**SOURCE EXTRACT:**
The terraform for the test bus

The terraform below was used to setup the test bus and assign the app identity access to it.

resource "azurerm_servicebus_namespace" "ns" {
  name                = "fixturens${local.deploy_token}"
  location            = local.location
  resource_group_name = data.azurerm_resource_group.rg.name
  sku                 = "Standard"
  tags                = local.standard_tags
}

resource "azurerm_servicebus_queue" "test" {
  name                                 = "test"
  namespace_id                         = azurerm_servicebus_namespace.ns.id
  dead_lettering_on_message_expiration = false
  enable_partitioning                  = false
  default_message_ttl                  = "PT48H"
}

resource "azurerm_role_assignment" "full_access_ra" {
  for_each     = local.authorized_authorized_principal_ids_as_map
  scope        = azurerm_servicebus_queue.test.id
  principal_id = each.value
  role_definition_name = "Azure Service Bus Data Owner"
}

About this issue

  • Original URL
  • State: closed
  • Created 2 years ago
  • Comments: 27 (11 by maintainers)

Commits related to this issue

Most upvoted comments

Reopening as there’s still work for this.

Hi all, just want to update with some info.

There have been a lot of fixes in the latest package release to improve reliability/resilience to azservicebus: azservicebus@v1.3.0.

In this release, we incorporated the GA version of go-amqp (the underlying protocol stack for this package). A lot of the work that went into this was around deadlocks and race conditions within the library that could cause it to become unresponsive. In addition there have been service-side fixes related to messages not being delivered, despite being available.

Every release brings improvements but this one hits at the core of the stack and should yield improvements in overall reliability, especially in some potential corner cases with connection/link recovery.

I’d encourage all the people involved in this thread to upgrade.

@richardpark-msft. I will roll out the new library version in our lower envs and let it run for a bit. However, I’m not going to roll it out to anywhere in our “live paths”. While validation of this type of thing isn’t nearly as useful without real traffic, the work around I have in place is stable and I don’t want to introduce risk there.

Appreciate all the testing you’ve done and your workaround is harmless. It should work just fine either way. It would be interesting, in production code, if you still see your workaround trigger - at that point we’d want to involve the service team to see if there’s something interesting happening there, instead of just focusing on the client SDK.

In the original description, I included some terraform and a description of how reproduce the issue. Has this library been tested against that use case or some comparable one?

We run three different kinds of tests: unit, live/integration and long-term.

We’ve added a lot of tests in all three areas based on feedback from you (and others) to see if we could get to the bottom of it. We definitely found and fixed bugs, but I never replicated the ease of your scenario despite trying a lot of variations.

However, I do have your scenario covered here: https://github.com/Azure/azure-sdk-for-go/blob/main/sdk/messaging/azservicebus/internal/stress/tests/infinite_send_and_receive.go. We generally run these tests for a week to give them space to fail and we have a few other tricks using chaos-mesh to try to induce failures earlier.

(another one inspired by some bugs: https://github.com/Azure/azure-sdk-for-go/blob/main/sdk/messaging/azservicebus/internal/stress/tests/mostly_idle_receiver.go)

**AIM A:** According to the Service Bus issue thread, which package release contains the reliability fixes that users are encouraged to upgrade to?
**AIM B:** From the Service Bus issue thread, pull out the passage word for word, starting at "About this issue" and ending at "work for this.".

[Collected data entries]
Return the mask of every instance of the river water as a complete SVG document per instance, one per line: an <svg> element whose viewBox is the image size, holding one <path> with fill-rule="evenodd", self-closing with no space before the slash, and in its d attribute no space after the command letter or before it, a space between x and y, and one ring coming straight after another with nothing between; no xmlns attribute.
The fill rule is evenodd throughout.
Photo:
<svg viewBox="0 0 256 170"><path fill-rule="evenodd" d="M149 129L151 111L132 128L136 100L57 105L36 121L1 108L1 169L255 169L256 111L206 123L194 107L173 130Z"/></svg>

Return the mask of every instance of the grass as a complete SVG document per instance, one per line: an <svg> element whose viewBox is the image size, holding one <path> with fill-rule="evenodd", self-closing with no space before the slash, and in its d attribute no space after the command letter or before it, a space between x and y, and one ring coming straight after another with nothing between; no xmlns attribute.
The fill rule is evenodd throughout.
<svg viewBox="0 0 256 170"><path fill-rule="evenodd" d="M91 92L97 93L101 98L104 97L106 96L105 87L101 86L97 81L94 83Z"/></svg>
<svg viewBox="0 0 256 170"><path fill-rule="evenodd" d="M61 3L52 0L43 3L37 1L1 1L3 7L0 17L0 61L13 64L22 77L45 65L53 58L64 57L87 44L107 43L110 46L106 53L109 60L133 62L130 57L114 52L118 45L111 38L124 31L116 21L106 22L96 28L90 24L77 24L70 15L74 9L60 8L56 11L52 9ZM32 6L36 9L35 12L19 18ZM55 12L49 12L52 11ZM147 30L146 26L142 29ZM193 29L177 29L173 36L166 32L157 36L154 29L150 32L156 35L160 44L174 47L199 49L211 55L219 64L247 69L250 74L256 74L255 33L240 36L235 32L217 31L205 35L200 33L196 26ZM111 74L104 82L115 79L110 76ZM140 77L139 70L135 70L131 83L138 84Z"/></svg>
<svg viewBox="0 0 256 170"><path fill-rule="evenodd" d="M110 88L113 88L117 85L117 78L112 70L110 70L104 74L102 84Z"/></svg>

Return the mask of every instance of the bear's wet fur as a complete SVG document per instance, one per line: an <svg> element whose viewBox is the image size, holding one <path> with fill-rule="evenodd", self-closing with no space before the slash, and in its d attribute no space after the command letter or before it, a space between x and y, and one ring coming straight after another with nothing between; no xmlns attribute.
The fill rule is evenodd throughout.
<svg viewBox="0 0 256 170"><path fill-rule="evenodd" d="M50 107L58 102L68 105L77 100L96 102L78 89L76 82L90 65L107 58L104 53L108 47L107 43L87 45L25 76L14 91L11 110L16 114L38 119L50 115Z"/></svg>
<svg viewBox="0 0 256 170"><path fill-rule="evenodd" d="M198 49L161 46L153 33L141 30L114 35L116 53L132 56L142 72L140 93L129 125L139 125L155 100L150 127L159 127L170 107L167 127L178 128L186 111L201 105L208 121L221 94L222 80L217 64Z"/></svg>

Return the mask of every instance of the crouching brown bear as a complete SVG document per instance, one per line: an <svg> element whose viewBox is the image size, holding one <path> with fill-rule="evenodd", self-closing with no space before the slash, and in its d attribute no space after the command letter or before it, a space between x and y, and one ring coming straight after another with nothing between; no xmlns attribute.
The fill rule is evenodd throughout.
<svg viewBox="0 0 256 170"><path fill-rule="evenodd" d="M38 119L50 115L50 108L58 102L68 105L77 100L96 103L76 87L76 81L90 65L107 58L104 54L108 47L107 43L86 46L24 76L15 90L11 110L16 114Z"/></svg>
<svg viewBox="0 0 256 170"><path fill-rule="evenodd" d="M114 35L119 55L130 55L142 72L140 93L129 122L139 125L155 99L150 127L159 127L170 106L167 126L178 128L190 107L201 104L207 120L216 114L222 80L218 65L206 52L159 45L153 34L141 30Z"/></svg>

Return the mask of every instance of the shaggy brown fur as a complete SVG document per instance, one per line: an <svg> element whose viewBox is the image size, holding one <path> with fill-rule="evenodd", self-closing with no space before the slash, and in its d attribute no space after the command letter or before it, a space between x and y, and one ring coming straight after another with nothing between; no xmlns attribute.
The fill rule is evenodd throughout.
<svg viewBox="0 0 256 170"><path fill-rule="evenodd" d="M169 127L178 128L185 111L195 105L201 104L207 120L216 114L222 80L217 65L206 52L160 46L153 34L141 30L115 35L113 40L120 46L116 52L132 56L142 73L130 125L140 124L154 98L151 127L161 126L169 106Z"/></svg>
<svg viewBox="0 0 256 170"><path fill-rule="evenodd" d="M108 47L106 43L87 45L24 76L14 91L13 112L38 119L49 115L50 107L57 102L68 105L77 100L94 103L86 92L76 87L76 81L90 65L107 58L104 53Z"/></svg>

**ANSWER A:** azservicebus@v1.3.0

**ANSWER B:**
About this issue

  • Original URL
  • State: closed
  • Created 2 years ago
  • Comments: 27 (11 by maintainers)

Commits related to this issue

Most upvoted comments

Reopening as there’s still work for this.